Information given ->
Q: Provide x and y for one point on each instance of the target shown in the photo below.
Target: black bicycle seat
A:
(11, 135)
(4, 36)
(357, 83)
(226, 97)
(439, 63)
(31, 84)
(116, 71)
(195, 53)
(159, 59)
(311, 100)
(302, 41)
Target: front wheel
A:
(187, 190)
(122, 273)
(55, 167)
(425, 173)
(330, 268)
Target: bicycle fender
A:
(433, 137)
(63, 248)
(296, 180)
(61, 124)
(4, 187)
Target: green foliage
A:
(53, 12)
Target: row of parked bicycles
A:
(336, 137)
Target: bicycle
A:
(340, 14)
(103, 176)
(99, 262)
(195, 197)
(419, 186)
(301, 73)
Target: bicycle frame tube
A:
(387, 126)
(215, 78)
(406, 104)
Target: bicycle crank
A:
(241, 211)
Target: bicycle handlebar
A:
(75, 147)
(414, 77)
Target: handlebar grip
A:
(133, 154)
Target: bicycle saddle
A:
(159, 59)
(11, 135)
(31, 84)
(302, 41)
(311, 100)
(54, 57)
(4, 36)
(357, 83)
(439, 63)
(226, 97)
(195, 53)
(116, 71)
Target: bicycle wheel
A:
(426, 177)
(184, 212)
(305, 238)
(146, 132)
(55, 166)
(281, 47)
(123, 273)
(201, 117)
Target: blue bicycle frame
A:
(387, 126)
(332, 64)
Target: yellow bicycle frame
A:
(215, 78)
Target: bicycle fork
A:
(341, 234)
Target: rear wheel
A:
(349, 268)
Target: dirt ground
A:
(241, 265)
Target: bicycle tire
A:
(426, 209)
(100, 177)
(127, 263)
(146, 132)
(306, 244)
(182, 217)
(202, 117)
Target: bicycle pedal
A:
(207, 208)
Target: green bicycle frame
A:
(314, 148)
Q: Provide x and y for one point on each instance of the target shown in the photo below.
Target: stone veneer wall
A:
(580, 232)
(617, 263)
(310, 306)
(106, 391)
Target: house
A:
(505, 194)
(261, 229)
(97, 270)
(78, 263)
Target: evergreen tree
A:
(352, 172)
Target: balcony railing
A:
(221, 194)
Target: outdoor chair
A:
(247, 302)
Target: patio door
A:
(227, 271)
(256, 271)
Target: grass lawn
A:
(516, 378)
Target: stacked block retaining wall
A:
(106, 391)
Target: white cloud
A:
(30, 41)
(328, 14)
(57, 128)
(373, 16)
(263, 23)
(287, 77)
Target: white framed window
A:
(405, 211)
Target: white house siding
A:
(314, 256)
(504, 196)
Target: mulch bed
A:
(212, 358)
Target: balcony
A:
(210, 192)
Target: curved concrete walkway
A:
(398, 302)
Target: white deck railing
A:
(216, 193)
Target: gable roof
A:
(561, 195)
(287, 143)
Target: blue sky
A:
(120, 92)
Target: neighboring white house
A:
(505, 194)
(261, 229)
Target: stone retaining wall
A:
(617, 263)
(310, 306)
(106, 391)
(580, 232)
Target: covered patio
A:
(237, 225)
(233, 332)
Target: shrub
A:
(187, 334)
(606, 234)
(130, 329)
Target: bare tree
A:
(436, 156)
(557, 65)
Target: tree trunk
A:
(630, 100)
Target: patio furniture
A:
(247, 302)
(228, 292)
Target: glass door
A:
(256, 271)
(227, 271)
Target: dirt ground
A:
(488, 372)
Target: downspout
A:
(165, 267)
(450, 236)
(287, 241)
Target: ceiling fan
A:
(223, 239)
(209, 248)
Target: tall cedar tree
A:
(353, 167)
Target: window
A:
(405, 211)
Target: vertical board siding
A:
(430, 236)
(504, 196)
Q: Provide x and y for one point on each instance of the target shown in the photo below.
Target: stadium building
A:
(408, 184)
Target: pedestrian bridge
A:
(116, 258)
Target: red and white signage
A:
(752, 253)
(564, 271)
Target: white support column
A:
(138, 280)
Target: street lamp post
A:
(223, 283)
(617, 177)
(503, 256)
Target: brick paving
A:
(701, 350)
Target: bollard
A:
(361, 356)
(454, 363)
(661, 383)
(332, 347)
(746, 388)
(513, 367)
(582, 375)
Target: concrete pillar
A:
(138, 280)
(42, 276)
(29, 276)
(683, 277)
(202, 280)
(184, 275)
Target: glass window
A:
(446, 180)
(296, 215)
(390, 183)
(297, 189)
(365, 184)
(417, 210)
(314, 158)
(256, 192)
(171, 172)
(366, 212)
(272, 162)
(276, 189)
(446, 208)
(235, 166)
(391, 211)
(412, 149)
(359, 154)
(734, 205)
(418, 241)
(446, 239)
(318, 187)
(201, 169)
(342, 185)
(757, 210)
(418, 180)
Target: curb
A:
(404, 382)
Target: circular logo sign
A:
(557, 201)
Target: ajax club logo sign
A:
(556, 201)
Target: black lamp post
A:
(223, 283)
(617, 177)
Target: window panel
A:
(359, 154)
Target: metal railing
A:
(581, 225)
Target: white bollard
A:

Problem ->
Scan the material above for lines that contain the string "patio", and copy each such line.

Response to this task ->
Target: patio door
Target: covered patio
Target: patio furniture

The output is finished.